───── Source extract ─────

Saturday, 7 March 2009
The Inner Life of the Cell
A couple of years ago my sister sent me a video called "The Inner Life of the Cell", which I've never forgotten. I'm not sure what suddenly made it spring to mind today; perhaps the haunting music drifted somehow into my mind. It's about three minutes long, about a white blood cell. Good old Wiki says it has a narrated version here at Harvard; do let me know if you find it. (It is not the clip at the top left!)
During my teacher training I sent this video to a Biology teacher, naively thinking he might like to show it to some of his classes. He conceded it was interesting, then asked me sternly: "Now, what's the problem with it?" The problem was that the pupils "wouldn't understand everything in it" and therefore it was not conducive to achieving the lesson's learning objectives, nor, apparently, to morale.
Get serious. I don't understand it. That is to say, I cannot name most objects or processes appearing. Nor, probably, do most people who have watched it and been as overwhelmed as I have with the beauty of our cells. Granted, it's fun to be able to say, "Those might be proton pumps in the cell membrane!" or "Ooooh, protein synthesis!" or "Enzymes!" (remnants of GCSE and A level biology, never followed up). But why do you have to be able to name everything in a video before you're allowed to watch it? Anyone watching this will still be inspired - and likelier to want to know what's in a cell than before. You don't need to be an expert on physics or know all the constellations to be inspired by looking up at the stars.

─────

Your tasks:
(a) Translate this sentence from the blog post above into Spanish: "You don't need to be an expert on physics or know all the constellations to be inspired by looking up at the stars."
(b) According to the blog post above, roughly how long is the video "The Inner Life of the Cell"?
(c) Carry on the blog post above about "The Inner Life of the Cell" from its final sentence.

───── Raw data ─────

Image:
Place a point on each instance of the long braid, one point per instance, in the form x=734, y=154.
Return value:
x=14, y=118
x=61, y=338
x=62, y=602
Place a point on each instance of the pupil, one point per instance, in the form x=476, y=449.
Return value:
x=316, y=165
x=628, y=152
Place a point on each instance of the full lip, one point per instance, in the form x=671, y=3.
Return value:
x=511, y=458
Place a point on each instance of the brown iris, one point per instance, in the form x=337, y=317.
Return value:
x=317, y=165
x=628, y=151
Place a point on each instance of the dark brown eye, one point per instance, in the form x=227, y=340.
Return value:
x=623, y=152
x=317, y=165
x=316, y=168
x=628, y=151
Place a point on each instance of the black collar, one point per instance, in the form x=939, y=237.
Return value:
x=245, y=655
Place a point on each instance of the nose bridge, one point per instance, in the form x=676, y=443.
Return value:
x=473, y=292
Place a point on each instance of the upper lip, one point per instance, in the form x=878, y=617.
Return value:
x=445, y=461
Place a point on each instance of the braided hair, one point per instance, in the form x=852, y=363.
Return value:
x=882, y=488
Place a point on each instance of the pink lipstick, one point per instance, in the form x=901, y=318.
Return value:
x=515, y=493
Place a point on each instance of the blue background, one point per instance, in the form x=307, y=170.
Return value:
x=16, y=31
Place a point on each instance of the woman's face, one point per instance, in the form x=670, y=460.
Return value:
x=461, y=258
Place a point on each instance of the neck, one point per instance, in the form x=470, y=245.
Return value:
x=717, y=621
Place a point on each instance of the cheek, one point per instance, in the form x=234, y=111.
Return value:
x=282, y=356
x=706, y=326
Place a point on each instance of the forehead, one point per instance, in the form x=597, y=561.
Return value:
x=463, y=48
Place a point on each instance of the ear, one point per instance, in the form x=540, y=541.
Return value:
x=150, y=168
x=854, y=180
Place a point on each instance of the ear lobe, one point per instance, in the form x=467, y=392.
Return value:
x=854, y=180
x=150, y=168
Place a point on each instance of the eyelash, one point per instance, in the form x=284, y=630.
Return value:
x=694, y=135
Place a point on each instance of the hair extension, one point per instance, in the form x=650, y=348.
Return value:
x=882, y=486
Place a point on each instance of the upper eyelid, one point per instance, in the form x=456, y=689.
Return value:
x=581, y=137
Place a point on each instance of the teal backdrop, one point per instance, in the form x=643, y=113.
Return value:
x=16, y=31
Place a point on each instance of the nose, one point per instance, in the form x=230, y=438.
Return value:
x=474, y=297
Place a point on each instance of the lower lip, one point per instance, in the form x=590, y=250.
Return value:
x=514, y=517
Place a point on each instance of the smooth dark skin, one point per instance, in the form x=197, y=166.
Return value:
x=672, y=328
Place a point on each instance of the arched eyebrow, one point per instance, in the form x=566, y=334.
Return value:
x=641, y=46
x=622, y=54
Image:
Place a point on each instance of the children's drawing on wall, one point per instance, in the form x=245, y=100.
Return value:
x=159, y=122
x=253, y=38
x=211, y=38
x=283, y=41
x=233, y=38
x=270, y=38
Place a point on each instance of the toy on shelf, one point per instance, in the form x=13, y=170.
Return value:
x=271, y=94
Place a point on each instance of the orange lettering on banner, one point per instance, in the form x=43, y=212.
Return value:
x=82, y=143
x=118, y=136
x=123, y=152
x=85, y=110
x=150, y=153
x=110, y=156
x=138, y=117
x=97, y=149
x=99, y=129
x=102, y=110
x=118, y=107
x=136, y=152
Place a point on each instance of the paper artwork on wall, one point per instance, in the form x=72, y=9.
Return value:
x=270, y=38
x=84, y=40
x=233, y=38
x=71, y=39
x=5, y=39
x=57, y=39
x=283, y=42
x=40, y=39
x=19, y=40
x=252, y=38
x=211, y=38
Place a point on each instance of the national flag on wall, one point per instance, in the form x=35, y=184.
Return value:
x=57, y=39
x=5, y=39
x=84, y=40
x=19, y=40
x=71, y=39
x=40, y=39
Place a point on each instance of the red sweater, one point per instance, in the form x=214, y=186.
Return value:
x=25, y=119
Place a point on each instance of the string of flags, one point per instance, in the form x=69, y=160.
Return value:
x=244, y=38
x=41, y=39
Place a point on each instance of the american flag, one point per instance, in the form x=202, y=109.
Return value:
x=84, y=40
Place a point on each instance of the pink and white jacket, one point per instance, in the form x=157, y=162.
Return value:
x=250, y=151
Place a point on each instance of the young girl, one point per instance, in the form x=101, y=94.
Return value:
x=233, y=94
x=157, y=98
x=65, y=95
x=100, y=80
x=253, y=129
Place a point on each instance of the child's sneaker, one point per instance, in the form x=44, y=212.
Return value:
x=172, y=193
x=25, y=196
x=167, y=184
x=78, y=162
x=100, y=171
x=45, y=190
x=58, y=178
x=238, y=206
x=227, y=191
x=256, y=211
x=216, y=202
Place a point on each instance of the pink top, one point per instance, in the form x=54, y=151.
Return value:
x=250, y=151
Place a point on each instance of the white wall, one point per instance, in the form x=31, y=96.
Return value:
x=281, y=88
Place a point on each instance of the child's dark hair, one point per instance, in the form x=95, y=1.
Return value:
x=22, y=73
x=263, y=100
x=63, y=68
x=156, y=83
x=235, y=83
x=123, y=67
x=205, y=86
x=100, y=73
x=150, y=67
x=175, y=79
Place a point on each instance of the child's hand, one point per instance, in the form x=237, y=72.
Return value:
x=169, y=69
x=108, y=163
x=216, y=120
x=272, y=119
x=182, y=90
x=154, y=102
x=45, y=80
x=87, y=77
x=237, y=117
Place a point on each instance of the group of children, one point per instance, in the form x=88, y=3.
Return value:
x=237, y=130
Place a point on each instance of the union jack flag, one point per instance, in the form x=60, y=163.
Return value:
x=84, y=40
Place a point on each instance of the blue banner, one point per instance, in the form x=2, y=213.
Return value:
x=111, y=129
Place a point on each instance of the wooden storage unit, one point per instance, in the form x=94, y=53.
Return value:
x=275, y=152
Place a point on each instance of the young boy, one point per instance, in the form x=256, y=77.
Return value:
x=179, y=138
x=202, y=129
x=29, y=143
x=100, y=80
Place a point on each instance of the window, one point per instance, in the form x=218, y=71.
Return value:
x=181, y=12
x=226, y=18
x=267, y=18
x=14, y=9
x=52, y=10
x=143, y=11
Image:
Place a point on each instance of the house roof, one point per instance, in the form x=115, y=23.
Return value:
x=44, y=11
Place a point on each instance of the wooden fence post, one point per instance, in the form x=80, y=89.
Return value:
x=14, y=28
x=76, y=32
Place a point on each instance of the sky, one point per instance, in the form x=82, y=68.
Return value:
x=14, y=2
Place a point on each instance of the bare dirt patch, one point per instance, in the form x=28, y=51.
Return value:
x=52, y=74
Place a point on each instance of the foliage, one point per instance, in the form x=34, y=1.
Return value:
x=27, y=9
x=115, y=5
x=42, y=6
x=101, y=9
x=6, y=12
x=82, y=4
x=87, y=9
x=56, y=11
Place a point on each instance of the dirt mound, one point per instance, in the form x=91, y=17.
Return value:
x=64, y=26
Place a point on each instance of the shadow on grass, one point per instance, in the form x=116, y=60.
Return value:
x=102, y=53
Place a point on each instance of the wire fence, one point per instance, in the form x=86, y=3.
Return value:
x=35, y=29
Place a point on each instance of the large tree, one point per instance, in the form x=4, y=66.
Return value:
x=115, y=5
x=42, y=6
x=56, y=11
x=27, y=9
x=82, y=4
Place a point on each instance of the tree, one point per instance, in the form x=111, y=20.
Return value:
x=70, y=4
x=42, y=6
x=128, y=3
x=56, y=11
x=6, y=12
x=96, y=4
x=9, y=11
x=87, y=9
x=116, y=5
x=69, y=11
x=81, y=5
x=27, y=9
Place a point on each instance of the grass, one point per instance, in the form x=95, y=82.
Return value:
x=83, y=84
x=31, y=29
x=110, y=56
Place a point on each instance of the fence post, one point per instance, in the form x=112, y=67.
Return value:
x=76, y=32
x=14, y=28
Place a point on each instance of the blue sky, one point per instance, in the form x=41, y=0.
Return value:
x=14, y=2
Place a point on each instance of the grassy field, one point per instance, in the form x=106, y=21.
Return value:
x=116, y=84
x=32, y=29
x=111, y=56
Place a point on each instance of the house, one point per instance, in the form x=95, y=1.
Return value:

─────
───── Raw data ─────

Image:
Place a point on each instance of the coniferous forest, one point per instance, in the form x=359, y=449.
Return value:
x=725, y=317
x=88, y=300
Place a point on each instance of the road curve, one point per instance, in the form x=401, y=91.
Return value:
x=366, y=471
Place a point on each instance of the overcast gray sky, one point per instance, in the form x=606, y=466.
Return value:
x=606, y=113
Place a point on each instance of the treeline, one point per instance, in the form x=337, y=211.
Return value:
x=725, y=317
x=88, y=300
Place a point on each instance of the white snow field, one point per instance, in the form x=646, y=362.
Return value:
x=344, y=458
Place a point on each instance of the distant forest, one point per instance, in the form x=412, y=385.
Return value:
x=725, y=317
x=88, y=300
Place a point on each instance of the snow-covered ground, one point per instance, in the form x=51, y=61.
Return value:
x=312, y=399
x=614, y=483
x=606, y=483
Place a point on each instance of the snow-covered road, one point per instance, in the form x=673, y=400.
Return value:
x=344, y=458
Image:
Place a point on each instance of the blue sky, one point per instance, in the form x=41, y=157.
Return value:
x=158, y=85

─────

Expected results:
(a) No hace falta ser experto en física ni conocer todas las constelaciones para sentirse inspirado al mirar las estrellas.

(b) It is about three minutes long.

(c)
And if you still need a utilitarian reason to watch it before you're a biology expert, it's something to look ahead to. Why bother to be interested in a subject if you don't know where it's going to lead? If, having completed your learning objectives, you're left with the idea that you know everything now, how can you look forward to tomorrow? Shine a light on the horizon and people will head towards it.
Turn the telescopes towards our galaxies, the microscopes towards our cells. Look ahead, look up, look inwards. Look, and search for understanding. And I shouldn't think that anyone who spends a lifetime looking to understand everything ever will; there's always more to come. Those cells aren't complex to exist in a simple world.